DOCUMENT SECTION

The Vortex technology belongs to the ambit of cam applications specifically oriented to roughing operations of hard materials, with the double goal of granting the machining and of optimizing the tool use.
Vortex technology, result of a research carried out by Delcam and tested in its in-house workshop, has the primary goal of drastically reducing times in roughing operations, where the qualitative levels that characterize finishing machining are not requested, while a correct matching of tools, technological parameters and cutting paths can significantly contribute in decreasing the times at stake.
The question becomes even more relevant when we have to deal with very hard materials, for whose machining Vortex functions become almost indispensable.
Paths for an optimal engagement angle
How to obtain a constant engagement angle while machining? The answer by Vortex consists in a software approach that, when dealing with a roughing operation, provides for the transformation of the theoretical path through a strategy that, identifying the critical points of the nominal path, varies it in correspondence of such points, in order to maintain the tool engagement angle as constant as possible and then to avoid the stresses to which, vice versa, it would be subjected following the nominal path.
Vortex functions outline an advantageous strategy in roughing machining or re-roughing operations on 3D surfaces and solids, when carbide tools are used, the only ones that can attack rough pieces of very though metal, like titanium and hardened steel.

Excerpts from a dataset
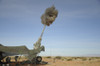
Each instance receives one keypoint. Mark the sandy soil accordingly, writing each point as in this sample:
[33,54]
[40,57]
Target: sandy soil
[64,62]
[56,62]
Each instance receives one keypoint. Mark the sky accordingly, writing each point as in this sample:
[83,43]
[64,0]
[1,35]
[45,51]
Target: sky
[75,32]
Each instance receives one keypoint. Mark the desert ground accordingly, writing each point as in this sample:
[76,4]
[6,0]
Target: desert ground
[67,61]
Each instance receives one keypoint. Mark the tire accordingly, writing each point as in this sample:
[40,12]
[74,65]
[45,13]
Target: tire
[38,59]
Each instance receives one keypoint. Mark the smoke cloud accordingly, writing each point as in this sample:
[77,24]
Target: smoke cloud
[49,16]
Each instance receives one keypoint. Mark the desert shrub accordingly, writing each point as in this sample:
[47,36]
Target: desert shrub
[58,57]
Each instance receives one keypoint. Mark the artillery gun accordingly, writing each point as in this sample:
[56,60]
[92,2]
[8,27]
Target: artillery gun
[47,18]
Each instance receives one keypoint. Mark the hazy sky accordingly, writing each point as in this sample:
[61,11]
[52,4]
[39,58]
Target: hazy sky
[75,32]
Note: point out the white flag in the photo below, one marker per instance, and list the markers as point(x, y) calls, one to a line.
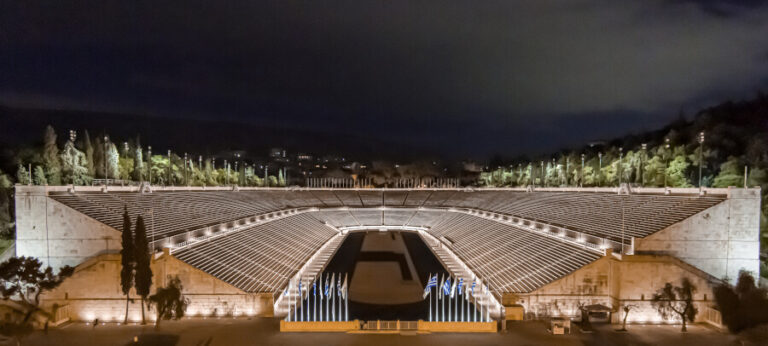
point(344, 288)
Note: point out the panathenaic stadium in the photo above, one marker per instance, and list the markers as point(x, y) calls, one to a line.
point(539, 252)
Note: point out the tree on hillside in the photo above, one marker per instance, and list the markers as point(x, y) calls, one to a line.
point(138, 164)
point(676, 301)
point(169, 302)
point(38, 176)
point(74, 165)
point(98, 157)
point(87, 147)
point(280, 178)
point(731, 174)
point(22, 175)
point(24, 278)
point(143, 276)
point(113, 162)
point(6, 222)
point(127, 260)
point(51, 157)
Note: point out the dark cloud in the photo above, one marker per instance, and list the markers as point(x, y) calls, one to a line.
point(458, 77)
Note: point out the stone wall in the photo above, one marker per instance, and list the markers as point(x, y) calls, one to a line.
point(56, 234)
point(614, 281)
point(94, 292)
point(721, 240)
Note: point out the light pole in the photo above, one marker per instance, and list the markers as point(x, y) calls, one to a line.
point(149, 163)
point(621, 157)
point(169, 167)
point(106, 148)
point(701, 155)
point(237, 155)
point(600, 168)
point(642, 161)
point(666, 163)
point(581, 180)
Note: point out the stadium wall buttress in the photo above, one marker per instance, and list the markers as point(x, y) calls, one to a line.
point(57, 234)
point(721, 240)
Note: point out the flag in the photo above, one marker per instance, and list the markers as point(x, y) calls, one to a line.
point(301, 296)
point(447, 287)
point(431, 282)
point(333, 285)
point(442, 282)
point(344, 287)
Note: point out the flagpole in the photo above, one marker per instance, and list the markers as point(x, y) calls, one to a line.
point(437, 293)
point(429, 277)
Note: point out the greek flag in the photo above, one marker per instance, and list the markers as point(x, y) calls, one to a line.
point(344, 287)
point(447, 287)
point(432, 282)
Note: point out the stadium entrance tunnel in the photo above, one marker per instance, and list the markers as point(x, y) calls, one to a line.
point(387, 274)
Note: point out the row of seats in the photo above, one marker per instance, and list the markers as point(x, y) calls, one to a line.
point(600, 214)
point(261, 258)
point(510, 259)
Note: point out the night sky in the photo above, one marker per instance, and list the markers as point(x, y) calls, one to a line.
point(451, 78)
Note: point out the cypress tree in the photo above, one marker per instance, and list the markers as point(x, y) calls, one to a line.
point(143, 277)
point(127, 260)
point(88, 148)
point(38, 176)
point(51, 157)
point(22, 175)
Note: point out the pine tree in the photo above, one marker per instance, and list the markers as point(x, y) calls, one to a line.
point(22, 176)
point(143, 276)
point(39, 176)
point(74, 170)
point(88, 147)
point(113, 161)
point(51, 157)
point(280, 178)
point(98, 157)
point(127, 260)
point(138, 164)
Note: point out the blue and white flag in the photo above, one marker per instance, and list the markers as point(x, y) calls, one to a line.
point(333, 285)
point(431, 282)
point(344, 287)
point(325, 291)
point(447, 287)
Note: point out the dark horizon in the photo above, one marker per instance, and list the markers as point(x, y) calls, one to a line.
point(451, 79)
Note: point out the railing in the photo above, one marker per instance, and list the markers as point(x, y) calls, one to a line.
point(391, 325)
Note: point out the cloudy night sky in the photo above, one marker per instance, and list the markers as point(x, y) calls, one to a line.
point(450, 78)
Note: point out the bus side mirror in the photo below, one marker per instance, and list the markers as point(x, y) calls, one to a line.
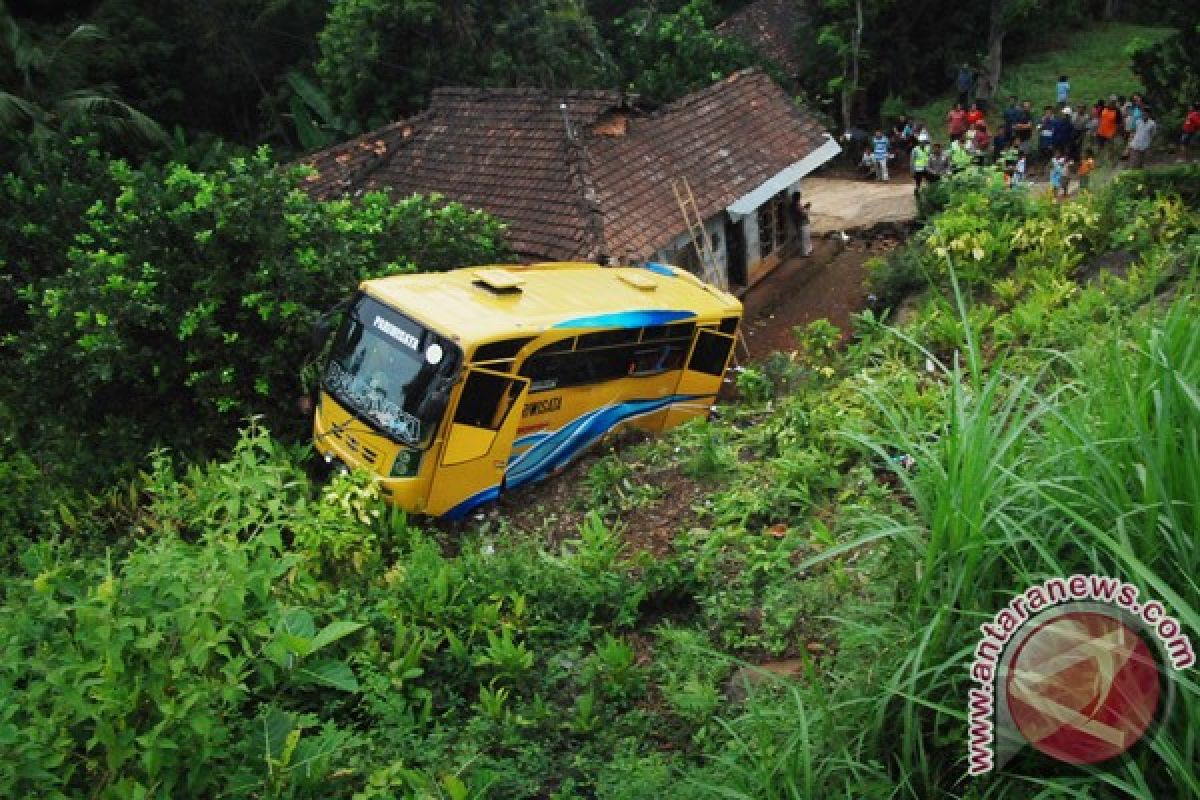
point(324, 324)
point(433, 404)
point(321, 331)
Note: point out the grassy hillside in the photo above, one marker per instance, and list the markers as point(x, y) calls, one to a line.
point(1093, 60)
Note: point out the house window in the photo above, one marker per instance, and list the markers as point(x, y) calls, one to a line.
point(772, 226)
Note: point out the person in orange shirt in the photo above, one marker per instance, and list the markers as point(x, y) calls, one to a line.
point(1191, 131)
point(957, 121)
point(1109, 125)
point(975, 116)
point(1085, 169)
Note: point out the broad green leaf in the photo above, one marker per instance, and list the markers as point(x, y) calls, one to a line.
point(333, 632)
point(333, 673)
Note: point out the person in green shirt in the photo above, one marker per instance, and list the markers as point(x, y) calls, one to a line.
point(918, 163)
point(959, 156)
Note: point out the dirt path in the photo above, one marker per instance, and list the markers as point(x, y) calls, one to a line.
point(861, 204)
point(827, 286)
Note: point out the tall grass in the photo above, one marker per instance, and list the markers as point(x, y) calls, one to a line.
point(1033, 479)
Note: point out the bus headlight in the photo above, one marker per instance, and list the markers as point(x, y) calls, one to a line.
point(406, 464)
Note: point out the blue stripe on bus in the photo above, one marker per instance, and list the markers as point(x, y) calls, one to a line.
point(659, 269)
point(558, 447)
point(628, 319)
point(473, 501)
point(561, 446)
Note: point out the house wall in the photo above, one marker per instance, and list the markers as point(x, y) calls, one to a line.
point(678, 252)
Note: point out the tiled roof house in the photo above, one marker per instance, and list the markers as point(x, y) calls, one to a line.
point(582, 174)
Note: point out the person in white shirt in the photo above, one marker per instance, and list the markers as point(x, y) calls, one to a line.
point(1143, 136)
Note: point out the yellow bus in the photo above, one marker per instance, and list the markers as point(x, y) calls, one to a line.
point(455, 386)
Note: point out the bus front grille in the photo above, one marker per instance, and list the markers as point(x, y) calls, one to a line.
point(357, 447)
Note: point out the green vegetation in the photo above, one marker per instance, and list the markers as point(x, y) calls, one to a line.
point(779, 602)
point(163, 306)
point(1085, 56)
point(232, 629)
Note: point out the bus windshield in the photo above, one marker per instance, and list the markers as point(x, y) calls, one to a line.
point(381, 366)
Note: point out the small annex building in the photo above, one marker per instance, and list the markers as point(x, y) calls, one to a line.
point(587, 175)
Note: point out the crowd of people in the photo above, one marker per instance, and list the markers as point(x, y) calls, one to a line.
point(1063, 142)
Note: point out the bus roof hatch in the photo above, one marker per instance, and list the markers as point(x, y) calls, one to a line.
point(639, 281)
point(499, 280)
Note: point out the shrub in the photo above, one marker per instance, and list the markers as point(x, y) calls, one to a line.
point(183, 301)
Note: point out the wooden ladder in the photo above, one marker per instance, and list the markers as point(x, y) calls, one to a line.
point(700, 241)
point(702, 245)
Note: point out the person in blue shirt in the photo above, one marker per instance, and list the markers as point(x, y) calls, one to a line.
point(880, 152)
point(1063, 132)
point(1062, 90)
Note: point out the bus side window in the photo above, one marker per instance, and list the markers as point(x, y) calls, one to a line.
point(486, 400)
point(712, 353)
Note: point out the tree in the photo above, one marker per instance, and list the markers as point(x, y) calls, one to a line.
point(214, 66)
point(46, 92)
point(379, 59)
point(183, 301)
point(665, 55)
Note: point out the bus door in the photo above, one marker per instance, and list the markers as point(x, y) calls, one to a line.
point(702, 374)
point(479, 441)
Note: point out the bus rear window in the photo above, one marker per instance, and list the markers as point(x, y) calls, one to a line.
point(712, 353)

TASK REQUIREMENTS
1. Transcribe the part of the Vortex technology page starting with "Vortex technology, result" and going on through "become almost indispensable.".
2. Answer these questions using the Vortex technology page:
(a) Which company carried out the research that produced Vortex technology?
(b) What does the Vortex strategy aim to keep as constant as possible?
(c) What type of tools must be used for Vortex functions to be advantageous?
The material above comes from a separate source.

RESPONSES BY ITEM NUMBER
1.
Vortex technology, result of a research carried out by Delcam and tested in its in-house workshop, has the primary goal of drastically reducing times in roughing operations, where the qualitative levels that characterize finishing machining are not requested, while a correct matching of tools, technological parameters and cutting paths can significantly contribute in decreasing the times at stake.
The question becomes even more relevant when we have to deal with very hard materials, for whose machining Vortex functions become almost indispensable.

2.
(a) Delcam.
(b) The tool engagement angle.
(c) Carbide tools.